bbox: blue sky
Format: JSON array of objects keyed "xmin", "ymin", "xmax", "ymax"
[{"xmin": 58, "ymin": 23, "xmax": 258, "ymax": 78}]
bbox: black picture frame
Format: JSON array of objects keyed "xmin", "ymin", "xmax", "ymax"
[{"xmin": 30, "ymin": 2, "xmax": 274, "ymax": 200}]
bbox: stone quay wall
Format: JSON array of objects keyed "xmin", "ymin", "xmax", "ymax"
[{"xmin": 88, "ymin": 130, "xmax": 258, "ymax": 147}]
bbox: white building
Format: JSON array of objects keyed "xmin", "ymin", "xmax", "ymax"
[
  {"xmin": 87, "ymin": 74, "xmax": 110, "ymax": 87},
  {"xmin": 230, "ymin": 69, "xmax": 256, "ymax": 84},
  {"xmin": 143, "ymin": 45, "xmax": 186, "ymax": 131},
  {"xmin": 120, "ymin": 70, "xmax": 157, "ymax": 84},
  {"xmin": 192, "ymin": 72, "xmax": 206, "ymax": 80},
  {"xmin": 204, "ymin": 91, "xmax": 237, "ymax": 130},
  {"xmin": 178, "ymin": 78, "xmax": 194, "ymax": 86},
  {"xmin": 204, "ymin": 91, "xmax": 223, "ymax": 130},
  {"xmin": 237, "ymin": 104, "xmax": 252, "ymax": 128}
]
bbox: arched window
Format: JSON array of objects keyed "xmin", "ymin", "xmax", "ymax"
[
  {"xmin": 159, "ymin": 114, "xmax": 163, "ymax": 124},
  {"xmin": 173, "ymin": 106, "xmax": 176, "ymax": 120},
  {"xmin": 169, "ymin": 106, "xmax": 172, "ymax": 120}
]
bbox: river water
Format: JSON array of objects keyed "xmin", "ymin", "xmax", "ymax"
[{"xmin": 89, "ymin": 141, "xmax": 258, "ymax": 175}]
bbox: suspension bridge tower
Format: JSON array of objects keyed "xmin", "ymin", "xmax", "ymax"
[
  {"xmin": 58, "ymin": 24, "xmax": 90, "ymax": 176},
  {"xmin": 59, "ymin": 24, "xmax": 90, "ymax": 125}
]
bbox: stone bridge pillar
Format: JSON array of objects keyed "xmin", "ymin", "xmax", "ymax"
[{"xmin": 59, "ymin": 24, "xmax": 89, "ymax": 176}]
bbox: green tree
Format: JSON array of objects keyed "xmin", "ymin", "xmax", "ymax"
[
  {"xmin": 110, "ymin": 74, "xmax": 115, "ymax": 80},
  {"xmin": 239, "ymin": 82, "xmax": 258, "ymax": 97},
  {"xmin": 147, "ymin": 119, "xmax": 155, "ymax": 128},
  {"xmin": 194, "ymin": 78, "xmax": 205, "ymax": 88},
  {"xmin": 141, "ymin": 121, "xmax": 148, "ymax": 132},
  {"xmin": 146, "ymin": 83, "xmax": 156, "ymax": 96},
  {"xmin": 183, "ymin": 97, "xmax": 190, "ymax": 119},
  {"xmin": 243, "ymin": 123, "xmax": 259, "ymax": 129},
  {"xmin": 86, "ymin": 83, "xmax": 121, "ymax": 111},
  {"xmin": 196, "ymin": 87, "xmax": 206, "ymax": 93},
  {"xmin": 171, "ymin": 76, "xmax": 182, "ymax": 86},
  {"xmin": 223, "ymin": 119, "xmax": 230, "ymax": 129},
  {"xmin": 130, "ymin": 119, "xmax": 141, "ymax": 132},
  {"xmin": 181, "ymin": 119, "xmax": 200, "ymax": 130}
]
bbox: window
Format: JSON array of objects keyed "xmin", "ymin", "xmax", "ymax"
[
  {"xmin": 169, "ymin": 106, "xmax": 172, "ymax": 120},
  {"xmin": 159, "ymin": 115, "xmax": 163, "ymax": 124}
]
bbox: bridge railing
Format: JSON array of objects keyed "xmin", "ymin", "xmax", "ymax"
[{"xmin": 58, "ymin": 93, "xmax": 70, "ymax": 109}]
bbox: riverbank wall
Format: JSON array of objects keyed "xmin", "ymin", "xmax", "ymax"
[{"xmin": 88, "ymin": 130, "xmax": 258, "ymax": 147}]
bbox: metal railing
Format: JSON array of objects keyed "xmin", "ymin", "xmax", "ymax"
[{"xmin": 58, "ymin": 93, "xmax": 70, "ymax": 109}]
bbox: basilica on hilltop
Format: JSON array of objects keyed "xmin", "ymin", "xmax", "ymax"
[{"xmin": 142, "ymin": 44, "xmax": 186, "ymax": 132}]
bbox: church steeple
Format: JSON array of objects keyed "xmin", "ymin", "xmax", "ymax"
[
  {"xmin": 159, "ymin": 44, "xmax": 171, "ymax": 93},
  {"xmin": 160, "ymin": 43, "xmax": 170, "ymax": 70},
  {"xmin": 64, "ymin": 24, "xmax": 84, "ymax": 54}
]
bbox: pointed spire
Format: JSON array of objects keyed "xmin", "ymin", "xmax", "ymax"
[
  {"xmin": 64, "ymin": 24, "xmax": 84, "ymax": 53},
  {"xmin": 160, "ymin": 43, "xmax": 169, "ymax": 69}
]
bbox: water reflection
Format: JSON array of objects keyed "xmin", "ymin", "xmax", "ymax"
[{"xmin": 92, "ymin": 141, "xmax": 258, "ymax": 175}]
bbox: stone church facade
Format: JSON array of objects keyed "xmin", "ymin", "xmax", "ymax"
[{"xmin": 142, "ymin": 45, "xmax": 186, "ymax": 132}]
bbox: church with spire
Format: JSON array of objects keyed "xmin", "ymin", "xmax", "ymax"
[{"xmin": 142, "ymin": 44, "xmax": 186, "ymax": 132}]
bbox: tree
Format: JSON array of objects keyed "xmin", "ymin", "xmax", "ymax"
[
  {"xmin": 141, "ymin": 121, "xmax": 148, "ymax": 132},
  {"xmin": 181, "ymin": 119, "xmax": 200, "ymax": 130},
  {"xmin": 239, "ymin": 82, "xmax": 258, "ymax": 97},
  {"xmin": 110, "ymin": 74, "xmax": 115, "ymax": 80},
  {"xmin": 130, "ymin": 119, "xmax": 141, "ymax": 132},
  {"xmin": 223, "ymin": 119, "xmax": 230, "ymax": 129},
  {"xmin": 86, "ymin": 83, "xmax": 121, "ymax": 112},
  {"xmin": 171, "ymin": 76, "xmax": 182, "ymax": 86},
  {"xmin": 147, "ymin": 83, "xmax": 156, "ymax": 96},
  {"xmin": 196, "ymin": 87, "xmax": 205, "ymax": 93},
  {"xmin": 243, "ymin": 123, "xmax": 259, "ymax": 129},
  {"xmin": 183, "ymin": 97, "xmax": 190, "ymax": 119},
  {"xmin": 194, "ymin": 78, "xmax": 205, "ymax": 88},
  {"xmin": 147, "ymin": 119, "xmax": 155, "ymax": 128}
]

^^^^

# What is needed
Filter the rows above, copying out every line that contains the word "water". Matches are case-sensitive.

# Task output
bbox: river water
bbox: water reflection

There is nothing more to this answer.